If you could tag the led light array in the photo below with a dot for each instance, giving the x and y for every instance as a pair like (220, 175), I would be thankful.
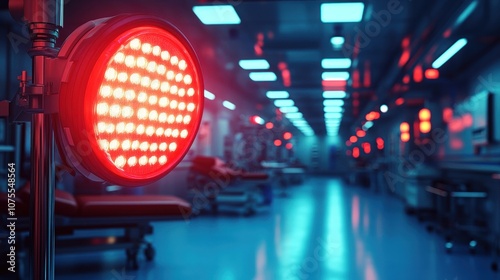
(145, 104)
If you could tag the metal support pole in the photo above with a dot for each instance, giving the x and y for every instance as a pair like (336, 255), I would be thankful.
(42, 187)
(44, 17)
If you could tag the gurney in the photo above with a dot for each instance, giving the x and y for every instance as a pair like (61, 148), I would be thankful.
(214, 186)
(78, 215)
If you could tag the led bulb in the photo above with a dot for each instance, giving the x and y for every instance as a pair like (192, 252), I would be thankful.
(119, 57)
(120, 161)
(143, 160)
(110, 74)
(135, 44)
(144, 146)
(162, 160)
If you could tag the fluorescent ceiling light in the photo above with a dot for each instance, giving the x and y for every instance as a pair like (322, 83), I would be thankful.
(335, 76)
(228, 105)
(333, 63)
(333, 115)
(209, 95)
(263, 76)
(217, 14)
(259, 120)
(283, 103)
(300, 122)
(277, 94)
(368, 125)
(449, 53)
(332, 109)
(289, 109)
(333, 102)
(342, 12)
(466, 13)
(294, 116)
(334, 94)
(337, 41)
(254, 64)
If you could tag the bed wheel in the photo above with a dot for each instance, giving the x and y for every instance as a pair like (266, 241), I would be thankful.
(149, 252)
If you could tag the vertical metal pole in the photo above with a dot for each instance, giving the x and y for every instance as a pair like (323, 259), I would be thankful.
(42, 186)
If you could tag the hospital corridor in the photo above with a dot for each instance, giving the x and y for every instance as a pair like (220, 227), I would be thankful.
(249, 139)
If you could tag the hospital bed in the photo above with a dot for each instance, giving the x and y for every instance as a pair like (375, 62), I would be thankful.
(215, 185)
(81, 220)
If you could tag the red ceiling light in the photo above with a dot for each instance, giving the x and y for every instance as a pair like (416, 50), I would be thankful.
(418, 74)
(447, 114)
(131, 99)
(431, 74)
(367, 148)
(404, 128)
(257, 120)
(424, 116)
(380, 143)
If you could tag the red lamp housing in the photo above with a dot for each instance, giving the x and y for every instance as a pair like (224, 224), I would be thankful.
(131, 99)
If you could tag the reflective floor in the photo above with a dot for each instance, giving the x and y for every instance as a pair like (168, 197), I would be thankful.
(321, 230)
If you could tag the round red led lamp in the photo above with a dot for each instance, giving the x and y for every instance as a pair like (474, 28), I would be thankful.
(131, 99)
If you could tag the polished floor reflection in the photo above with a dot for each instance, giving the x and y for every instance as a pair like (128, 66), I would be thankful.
(321, 230)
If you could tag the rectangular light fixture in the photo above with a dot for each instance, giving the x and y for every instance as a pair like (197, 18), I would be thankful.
(254, 64)
(297, 115)
(466, 13)
(228, 105)
(342, 12)
(209, 95)
(299, 122)
(277, 94)
(334, 94)
(335, 76)
(263, 76)
(337, 41)
(335, 63)
(333, 115)
(217, 14)
(332, 109)
(333, 102)
(289, 109)
(449, 53)
(284, 103)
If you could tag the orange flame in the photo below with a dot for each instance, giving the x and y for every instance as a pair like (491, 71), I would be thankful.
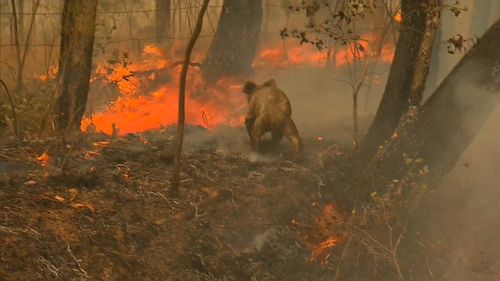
(134, 111)
(140, 109)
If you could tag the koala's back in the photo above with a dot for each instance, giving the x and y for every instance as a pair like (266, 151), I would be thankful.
(271, 106)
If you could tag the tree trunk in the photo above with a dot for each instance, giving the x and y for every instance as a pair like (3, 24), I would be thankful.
(440, 131)
(233, 49)
(176, 177)
(395, 100)
(77, 39)
(433, 80)
(20, 5)
(162, 21)
(481, 13)
(455, 113)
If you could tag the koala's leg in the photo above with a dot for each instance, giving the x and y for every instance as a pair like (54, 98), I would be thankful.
(256, 133)
(292, 134)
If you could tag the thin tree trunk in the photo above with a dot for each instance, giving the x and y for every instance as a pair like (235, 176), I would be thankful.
(28, 40)
(461, 105)
(233, 49)
(19, 82)
(77, 39)
(425, 54)
(395, 100)
(174, 188)
(162, 21)
(446, 124)
(481, 13)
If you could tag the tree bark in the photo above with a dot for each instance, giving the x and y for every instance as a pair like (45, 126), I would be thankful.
(481, 13)
(395, 100)
(174, 188)
(77, 39)
(455, 113)
(162, 21)
(233, 49)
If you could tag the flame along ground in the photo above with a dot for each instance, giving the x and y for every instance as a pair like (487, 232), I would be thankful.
(139, 108)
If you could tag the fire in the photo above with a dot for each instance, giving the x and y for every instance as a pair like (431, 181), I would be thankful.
(141, 107)
(310, 56)
(136, 110)
(50, 74)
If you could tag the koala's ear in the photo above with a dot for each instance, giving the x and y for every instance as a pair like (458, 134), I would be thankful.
(249, 87)
(270, 83)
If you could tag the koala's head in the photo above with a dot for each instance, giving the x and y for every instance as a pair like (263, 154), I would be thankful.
(250, 87)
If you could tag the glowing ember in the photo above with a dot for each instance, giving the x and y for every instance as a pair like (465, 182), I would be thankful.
(43, 159)
(321, 252)
(310, 56)
(398, 17)
(139, 108)
(50, 75)
(134, 111)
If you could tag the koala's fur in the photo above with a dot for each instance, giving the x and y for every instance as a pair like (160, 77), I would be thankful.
(269, 110)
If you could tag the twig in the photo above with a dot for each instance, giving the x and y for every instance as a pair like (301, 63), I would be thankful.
(77, 262)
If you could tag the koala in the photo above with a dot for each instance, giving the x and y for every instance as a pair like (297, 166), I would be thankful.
(269, 110)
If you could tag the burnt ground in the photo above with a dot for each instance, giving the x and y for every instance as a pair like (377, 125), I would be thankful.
(98, 209)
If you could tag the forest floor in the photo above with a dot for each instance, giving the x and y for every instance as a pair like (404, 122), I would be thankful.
(97, 209)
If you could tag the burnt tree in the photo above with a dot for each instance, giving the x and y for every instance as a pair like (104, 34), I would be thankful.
(460, 106)
(179, 136)
(233, 49)
(439, 131)
(162, 20)
(396, 98)
(75, 59)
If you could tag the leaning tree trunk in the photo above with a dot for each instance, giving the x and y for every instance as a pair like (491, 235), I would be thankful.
(440, 131)
(75, 59)
(481, 14)
(233, 49)
(395, 100)
(162, 21)
(455, 113)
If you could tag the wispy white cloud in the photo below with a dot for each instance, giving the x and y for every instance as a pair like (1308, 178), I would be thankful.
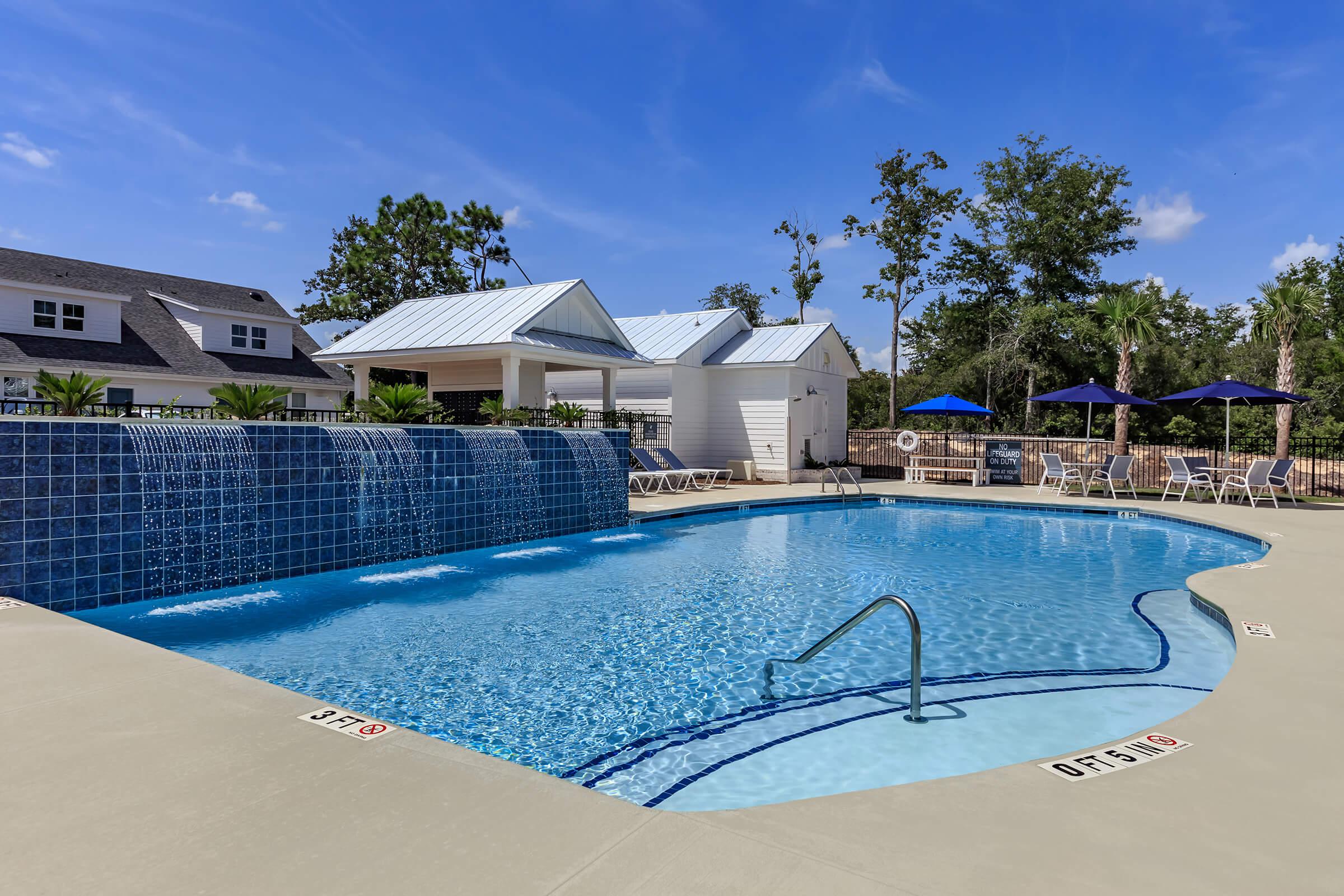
(242, 199)
(879, 361)
(22, 148)
(514, 218)
(127, 108)
(1298, 253)
(874, 78)
(1166, 220)
(1160, 282)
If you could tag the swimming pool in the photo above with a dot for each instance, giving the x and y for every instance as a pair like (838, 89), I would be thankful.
(631, 661)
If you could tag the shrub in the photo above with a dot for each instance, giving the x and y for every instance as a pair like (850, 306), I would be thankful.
(250, 402)
(72, 394)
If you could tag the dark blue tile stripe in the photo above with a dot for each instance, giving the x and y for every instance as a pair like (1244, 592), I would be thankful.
(84, 526)
(690, 780)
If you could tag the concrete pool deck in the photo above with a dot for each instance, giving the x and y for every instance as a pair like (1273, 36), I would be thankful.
(128, 769)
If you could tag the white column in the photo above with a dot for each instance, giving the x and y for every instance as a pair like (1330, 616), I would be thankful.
(511, 375)
(361, 372)
(608, 389)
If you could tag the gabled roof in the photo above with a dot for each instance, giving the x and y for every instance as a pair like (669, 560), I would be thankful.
(666, 338)
(492, 318)
(769, 344)
(152, 340)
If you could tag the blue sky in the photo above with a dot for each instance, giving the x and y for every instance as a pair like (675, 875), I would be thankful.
(652, 148)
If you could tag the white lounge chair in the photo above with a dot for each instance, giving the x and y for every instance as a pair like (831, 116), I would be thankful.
(671, 480)
(1187, 480)
(1256, 483)
(1114, 470)
(1278, 477)
(1063, 476)
(711, 473)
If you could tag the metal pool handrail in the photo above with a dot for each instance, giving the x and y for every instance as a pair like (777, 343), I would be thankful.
(888, 600)
(837, 477)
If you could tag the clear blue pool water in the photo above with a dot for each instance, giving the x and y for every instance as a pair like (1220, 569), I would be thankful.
(631, 660)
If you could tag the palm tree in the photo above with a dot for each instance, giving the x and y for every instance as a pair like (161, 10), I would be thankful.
(1278, 315)
(569, 413)
(250, 402)
(71, 394)
(1130, 320)
(400, 403)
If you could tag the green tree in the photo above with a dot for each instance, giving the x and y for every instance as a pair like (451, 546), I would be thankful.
(71, 394)
(1128, 319)
(480, 237)
(738, 296)
(1280, 312)
(1043, 222)
(250, 402)
(398, 403)
(913, 214)
(407, 251)
(805, 270)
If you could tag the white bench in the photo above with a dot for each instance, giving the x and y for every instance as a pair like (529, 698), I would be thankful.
(925, 464)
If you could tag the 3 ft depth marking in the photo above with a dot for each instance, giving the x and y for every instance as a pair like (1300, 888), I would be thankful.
(1114, 758)
(348, 723)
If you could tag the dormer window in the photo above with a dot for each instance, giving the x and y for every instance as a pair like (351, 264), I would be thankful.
(72, 318)
(44, 315)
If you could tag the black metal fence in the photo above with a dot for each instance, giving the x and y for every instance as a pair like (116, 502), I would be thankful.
(1319, 469)
(647, 430)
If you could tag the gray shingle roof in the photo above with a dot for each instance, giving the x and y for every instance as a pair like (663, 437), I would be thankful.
(152, 340)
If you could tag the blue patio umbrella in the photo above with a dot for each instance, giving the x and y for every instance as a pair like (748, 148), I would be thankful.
(1090, 393)
(1230, 391)
(948, 406)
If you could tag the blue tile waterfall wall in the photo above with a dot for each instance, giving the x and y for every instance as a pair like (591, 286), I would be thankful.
(78, 528)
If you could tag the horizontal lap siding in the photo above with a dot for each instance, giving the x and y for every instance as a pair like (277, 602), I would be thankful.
(691, 416)
(746, 416)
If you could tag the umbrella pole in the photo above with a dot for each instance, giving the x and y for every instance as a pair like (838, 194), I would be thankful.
(1089, 432)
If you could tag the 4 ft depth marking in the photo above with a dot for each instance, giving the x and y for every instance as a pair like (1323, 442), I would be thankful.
(348, 723)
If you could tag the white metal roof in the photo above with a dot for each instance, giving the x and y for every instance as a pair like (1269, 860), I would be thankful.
(492, 318)
(769, 344)
(664, 338)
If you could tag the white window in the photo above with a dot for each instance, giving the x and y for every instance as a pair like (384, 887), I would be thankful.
(72, 318)
(44, 315)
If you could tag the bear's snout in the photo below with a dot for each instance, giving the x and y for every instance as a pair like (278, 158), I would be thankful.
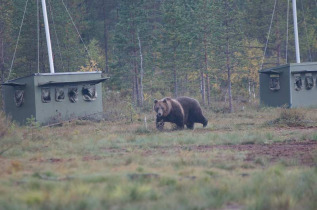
(160, 113)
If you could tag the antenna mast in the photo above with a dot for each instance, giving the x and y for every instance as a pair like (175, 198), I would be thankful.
(48, 38)
(296, 32)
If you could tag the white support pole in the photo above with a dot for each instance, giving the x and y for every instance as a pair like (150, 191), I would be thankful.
(48, 38)
(296, 31)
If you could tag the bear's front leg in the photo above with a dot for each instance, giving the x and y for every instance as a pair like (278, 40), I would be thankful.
(159, 124)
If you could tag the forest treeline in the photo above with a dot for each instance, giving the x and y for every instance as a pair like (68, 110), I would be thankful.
(208, 49)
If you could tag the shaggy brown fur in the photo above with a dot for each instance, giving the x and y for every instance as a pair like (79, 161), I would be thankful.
(181, 111)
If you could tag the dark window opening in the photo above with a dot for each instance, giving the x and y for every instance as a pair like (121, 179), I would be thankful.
(73, 94)
(309, 81)
(59, 94)
(89, 92)
(19, 97)
(275, 82)
(298, 82)
(46, 95)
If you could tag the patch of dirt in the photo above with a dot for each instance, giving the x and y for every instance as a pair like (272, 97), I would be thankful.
(302, 151)
(287, 150)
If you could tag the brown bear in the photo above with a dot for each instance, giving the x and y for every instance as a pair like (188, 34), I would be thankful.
(181, 111)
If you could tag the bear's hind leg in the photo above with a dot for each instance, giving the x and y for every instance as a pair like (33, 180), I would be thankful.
(190, 125)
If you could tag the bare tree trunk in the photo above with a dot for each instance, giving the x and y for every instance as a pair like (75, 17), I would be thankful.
(228, 63)
(202, 89)
(105, 37)
(208, 90)
(2, 70)
(175, 77)
(141, 73)
(278, 42)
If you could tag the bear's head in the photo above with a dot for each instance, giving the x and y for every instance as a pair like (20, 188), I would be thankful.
(162, 107)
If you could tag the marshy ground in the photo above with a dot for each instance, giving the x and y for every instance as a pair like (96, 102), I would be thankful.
(254, 159)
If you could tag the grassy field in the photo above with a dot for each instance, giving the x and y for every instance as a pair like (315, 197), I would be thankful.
(252, 159)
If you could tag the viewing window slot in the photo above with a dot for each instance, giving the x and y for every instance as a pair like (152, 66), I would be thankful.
(89, 92)
(59, 94)
(46, 95)
(73, 94)
(309, 81)
(19, 97)
(274, 82)
(298, 82)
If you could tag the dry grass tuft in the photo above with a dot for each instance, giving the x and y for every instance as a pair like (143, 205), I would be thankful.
(291, 118)
(4, 125)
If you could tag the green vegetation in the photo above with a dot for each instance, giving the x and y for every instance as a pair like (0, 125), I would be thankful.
(207, 49)
(229, 164)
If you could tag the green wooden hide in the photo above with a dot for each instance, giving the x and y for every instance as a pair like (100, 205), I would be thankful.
(51, 98)
(291, 85)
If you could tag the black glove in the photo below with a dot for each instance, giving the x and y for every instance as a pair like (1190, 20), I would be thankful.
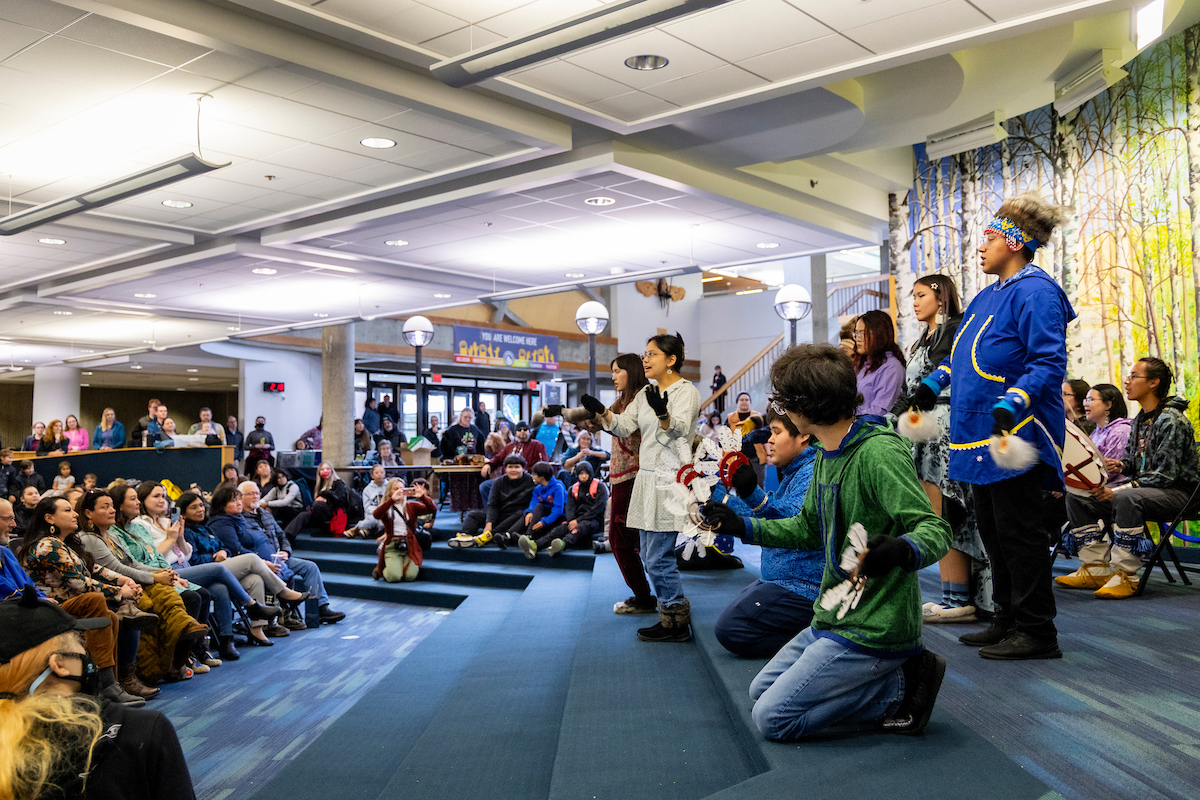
----------------------------------------
▸ Exercise:
Shift every coordinate in the answers by adding 55 to each number, and rewrite the listing from the line containing "If you could tag the bear's head" through the end of the listing, keeping the requests and leaving out the pictures.

▸ Output for this task:
If you could tag the bear's head in the photo above with a dot for each instance, giving the x and y for every instance as a pair like (20, 188), I would be thankful.
(217, 162)
If you could tag the marshy ground in the photo above with a dot for each instance, giving the x and y for every instance as a pair like (96, 102), I would be thankful.
(309, 214)
If you could tag the grassy field in the photo above with a dot for each instance, giving the x and y for every instance as a pair like (315, 197), I would be thankful.
(307, 214)
If you could tag the viewing window slot in the photo above with a dot for each instance, giving the x and y for every instance as a pair like (152, 66), I would be thankful.
(144, 147)
(114, 149)
(101, 150)
(128, 149)
(364, 136)
(74, 152)
(329, 137)
(353, 137)
If you could tag the dry grass tuft in the photo above with a dot for each instance, giving the x and y for every instance as a pair like (143, 205), I would be thankful.
(346, 173)
(59, 180)
If you could tag the green vegetation in the photo above with a dot for each instance, giving the x and y for every instance as a pair like (0, 125), I would be thankful.
(262, 104)
(284, 219)
If you could tag the green wooden hide in the photo above with a dot for each instance, giving the x and y for every instance as a pair like (100, 205), I would be thankful.
(106, 153)
(346, 140)
If you could tag the black glove in the photo below with a dot for each instance, giving the x and y for every instance as a pair like (1190, 20), I would be thankful.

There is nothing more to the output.